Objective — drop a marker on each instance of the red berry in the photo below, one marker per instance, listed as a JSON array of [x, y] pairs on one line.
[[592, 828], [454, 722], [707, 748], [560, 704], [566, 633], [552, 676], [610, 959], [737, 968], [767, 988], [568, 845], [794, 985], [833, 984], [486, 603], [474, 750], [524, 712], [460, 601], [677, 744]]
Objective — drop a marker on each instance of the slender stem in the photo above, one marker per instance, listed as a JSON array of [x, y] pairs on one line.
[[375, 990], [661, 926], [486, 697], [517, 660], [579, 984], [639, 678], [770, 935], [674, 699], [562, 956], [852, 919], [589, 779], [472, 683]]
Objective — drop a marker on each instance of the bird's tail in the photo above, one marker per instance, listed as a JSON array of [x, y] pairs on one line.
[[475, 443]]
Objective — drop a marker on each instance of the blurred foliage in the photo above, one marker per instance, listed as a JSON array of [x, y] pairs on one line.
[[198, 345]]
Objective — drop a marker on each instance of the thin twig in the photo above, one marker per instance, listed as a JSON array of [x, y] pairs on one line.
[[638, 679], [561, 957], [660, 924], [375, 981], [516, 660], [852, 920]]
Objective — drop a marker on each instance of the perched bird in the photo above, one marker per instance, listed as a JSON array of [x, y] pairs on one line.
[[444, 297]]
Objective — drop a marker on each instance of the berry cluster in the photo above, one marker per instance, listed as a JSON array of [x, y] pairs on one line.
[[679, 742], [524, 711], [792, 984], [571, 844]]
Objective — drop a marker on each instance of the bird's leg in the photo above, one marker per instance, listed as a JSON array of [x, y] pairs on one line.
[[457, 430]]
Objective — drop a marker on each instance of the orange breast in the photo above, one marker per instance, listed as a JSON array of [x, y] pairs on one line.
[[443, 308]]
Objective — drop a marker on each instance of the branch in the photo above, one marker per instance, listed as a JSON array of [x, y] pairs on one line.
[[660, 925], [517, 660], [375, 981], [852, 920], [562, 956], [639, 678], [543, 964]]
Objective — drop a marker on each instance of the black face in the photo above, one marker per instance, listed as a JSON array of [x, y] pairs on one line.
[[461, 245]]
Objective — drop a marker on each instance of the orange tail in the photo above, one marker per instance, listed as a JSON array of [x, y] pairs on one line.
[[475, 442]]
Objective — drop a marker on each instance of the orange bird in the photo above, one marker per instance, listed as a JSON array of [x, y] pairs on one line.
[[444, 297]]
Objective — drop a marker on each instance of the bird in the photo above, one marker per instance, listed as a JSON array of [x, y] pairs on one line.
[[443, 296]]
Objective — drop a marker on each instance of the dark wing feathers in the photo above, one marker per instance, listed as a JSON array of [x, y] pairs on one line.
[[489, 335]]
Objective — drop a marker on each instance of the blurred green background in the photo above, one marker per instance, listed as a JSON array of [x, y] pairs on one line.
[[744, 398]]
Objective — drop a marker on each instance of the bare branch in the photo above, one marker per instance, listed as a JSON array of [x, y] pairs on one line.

## WHAT TO PRODUCE
Copy out the material from the line containing "Objective — drop a marker on each instance of the branch" down to the line containing "[[744, 398]]", replacing "marker" with "pin" throughout and leaving everything else the same.

## ANSWER IN FULL
Objective — drop a pin on each instance of the branch in the photo above, one pin per instance, listed as a JSON array of [x, y] pairs on one line.
[[660, 925], [517, 660], [375, 981], [852, 920], [562, 956], [639, 678], [543, 964]]
Objective — drop a pin on each instance of the black face in the photo above, one pin per instance, listed as a JSON array of [x, y] pairs on one line.
[[461, 245]]
Objective — drop a pin on each instance of the orange tail in the photo above, one pin per instance, listed as a JSON array of [x, y] pairs on one line.
[[475, 442]]
Objective — drop a pin on each instance of the orange bird in the photo above, one pin per instance, listed as a JSON array of [x, y] pairs on one line.
[[444, 297]]
Objective — drop a pin on each instance of the bird in the photo above, one pin per instance, listed as a JSON array of [x, y] pairs on one line.
[[443, 296]]
Objective — drop a pin on each instance of the dark wing feathers in the photo above, one pin per instance, listed as a JSON array of [x, y] pairs on one line.
[[489, 335]]
Objective — drop a pin on each instance of the blurred green background in the photo above, one pin per instance, listed as a JSON array of [x, y] pairs on one line.
[[744, 398]]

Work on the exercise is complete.